■ **Article**
§
After self-imposed exile in Italy, artist Stephen Campbell is back, in

celebratory mood, and helping Scotland's youth, as Clare Henry discovers

IN 1993 the famous Scottish painter, Steven Campbell, opted out and

took his family to Italy, threatening never to return. He was angry,

angry about the state of the nation, pessimistic about the future,

despairing of British society in general. Moreover, after a decade at

the top of the art-world tree as an international name, he still felt


Now he's back and -- man of extremes -- has gone from isolation to

collaboration in a big way, embracing his local community with vim and

vigour, applying his energy to a vast range of projects and people --

huge landscape murals for Glasgow Airport, a portrait of film-maker Bill

Forsyth, an exhibition of 90 inter-related pictures, lectures in Glasgow

and Orkney, a jazz opera with Tommy Smith and Stuart Hepburn, a big

(permanent) picture for Glasgow Royal Concert Hall, and more.

For Campbell has -- literally -- moved down from the mountain to live

right beside the village cross. ''This has been a lucky house for us.

Really lucky. We haven't done a thing to it since we moved in, so it's

rather like living in a B&B -- no responsibilities for the decor or the


From this small but convivial Stirlingshire base, with his three kids

at the local school, he orchestrates his life on a celebratory note. It

still takes in trips to New York (in September he exhibited at the

prestigious Marborough Gallery) and Dublin (for his 42nd birthday in

March), but also allows time for family, friends, fishing, and evenings

teaching teenagers in a local hall.

I visited one of his self-initiated night classes. ''There may be

urban deprivation but there's rural deprivation too. These kids have

nothing to do, nowhere to go. They just hang around the streets. I want

to change that.''

It was a far cry from the Campbell I knew in New York in the early

1980s -- or indeed the Campbell of pre-Italy. The village hall was in

darkness apart from a sea of candles stuck to rough pieces of card

scrawled with words such as love, peace, brother, sister, friendship,

poetry, silence. A group of teenagers perched on chairs. Campbell sat on

the floor, talking passionately about St Francis and Fra Angelico while

Gregorian chants played in the background.
§
Bounding box annotation records:
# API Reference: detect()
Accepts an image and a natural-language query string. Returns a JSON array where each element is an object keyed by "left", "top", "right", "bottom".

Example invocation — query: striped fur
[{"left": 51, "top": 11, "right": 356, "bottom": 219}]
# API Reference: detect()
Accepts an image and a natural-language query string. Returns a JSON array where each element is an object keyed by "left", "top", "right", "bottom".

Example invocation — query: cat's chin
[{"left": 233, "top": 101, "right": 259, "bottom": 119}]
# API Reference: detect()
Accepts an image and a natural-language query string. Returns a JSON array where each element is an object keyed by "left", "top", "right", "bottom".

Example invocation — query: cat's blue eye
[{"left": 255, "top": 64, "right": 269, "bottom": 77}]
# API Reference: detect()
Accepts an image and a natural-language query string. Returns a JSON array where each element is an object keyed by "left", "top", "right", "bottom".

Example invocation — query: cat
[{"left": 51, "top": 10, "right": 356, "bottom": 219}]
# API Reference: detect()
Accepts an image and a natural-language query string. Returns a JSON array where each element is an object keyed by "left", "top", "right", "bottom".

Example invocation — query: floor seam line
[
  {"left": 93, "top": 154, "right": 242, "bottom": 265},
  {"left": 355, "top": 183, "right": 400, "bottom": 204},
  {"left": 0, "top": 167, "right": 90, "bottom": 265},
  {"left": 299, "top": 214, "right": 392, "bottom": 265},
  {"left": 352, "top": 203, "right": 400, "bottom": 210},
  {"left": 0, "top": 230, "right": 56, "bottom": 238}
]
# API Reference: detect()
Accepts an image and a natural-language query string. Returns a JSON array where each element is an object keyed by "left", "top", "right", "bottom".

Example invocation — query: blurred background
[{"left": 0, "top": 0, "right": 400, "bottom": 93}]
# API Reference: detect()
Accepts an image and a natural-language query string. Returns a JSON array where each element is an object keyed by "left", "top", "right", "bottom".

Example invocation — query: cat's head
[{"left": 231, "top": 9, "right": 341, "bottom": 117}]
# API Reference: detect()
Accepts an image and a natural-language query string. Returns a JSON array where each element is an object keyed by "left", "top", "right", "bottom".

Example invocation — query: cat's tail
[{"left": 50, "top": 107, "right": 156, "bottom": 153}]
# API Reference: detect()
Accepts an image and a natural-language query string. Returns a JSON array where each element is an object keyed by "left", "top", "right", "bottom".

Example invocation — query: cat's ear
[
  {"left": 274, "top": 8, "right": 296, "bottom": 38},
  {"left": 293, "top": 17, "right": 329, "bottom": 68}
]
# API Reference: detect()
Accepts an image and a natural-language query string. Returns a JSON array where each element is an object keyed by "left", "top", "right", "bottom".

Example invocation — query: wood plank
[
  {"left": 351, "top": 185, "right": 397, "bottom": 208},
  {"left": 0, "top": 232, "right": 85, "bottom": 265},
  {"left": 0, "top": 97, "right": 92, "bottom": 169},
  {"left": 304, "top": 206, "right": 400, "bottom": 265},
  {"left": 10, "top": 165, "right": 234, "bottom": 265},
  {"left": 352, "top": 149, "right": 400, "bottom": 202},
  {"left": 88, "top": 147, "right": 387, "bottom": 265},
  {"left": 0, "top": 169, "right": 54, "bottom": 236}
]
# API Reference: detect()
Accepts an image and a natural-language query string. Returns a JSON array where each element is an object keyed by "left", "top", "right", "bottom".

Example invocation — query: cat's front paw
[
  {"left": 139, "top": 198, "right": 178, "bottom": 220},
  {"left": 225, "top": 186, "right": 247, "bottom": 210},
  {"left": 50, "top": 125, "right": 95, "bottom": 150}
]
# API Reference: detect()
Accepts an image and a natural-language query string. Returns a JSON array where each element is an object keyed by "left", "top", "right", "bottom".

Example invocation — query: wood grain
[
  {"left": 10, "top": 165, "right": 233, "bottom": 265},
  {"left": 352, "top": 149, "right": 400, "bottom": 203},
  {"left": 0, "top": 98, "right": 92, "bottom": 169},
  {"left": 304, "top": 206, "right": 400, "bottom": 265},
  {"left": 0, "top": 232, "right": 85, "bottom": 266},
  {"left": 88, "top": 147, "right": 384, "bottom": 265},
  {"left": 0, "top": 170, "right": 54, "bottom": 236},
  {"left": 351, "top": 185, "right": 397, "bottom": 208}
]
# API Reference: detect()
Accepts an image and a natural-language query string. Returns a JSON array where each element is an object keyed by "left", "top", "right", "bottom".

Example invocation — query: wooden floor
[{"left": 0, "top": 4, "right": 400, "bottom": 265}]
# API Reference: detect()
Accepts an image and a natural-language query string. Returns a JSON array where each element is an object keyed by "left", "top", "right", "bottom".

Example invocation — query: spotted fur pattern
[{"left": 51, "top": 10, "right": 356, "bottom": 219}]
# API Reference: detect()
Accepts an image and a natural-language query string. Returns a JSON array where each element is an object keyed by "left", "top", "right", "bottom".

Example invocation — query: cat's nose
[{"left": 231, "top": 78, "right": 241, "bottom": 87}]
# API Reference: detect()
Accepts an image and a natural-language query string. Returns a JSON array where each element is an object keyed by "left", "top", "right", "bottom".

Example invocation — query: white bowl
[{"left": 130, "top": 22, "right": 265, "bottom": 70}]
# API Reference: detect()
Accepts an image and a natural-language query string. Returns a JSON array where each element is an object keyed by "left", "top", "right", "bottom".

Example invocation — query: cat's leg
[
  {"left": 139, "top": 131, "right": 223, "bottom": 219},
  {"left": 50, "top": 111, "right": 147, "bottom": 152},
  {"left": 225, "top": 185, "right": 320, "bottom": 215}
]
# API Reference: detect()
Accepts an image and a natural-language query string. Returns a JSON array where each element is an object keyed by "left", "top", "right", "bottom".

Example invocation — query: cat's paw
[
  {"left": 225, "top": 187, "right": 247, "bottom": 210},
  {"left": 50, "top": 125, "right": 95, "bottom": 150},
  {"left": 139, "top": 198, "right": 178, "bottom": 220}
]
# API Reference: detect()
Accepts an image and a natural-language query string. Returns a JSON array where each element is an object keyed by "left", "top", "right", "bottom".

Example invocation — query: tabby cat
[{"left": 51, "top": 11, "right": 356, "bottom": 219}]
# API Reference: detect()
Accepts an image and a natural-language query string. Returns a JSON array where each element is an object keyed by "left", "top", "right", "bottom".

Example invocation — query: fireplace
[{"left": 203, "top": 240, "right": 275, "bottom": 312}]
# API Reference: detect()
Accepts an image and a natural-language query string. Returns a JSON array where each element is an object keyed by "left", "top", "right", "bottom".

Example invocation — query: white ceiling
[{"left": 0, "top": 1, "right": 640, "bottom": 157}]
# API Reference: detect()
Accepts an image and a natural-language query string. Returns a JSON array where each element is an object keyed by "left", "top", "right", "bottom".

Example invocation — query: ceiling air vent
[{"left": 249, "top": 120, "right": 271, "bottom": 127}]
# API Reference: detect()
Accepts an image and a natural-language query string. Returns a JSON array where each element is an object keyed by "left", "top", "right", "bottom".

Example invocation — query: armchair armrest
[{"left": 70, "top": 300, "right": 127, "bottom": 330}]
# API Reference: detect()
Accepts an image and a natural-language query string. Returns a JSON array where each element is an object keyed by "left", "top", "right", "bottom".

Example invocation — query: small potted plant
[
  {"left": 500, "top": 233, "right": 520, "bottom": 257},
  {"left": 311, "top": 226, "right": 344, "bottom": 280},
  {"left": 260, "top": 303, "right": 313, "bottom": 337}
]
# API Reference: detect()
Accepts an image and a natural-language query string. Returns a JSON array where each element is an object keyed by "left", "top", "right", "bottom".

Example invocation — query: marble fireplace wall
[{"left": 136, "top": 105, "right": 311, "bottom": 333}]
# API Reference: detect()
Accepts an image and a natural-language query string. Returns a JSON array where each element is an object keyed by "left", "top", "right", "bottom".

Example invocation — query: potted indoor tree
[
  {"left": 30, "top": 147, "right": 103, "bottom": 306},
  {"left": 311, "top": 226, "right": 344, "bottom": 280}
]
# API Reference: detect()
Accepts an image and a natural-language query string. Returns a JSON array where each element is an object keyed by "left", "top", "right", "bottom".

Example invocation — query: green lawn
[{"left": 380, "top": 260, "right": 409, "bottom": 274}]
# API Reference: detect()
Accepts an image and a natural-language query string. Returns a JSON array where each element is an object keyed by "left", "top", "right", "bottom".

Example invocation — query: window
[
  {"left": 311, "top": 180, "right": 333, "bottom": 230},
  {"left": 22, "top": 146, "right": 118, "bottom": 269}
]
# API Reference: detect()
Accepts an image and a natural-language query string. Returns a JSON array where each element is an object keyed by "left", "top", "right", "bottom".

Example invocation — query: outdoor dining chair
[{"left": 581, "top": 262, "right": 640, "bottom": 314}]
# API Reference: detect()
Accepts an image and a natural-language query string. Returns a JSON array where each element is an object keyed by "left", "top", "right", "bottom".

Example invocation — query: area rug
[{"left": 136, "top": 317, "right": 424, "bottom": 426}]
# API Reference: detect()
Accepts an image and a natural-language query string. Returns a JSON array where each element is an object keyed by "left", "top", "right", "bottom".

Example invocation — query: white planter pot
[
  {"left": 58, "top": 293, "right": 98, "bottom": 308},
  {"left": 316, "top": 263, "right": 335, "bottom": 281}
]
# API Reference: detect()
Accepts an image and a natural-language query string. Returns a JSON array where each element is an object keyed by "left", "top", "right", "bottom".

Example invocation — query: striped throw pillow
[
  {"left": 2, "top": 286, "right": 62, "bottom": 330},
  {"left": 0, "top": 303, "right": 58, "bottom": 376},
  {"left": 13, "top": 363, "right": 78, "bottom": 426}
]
§
■ **What to do**
a) Could you rewrite the article starting at "and Orkney, a" and ending at "house for us.", changing "mountain" to "hillside"?
b) Can you gather every line of the records that contains the string "white", with case counting?

■ **Answer list**
a)
and Orkney, a jazz opera with Tommy Smith and Stuart Hepburn, a big

(permanent) picture for Glasgow Royal Concert Hall, and more.

For Campbell has -- literally -- moved down from the hillside to live

right beside the village cross. ''This has been a lucky house for us.

b)
Example invocation — query: white bowl
Example invocation — query: white ceiling
Example invocation — query: white planter pot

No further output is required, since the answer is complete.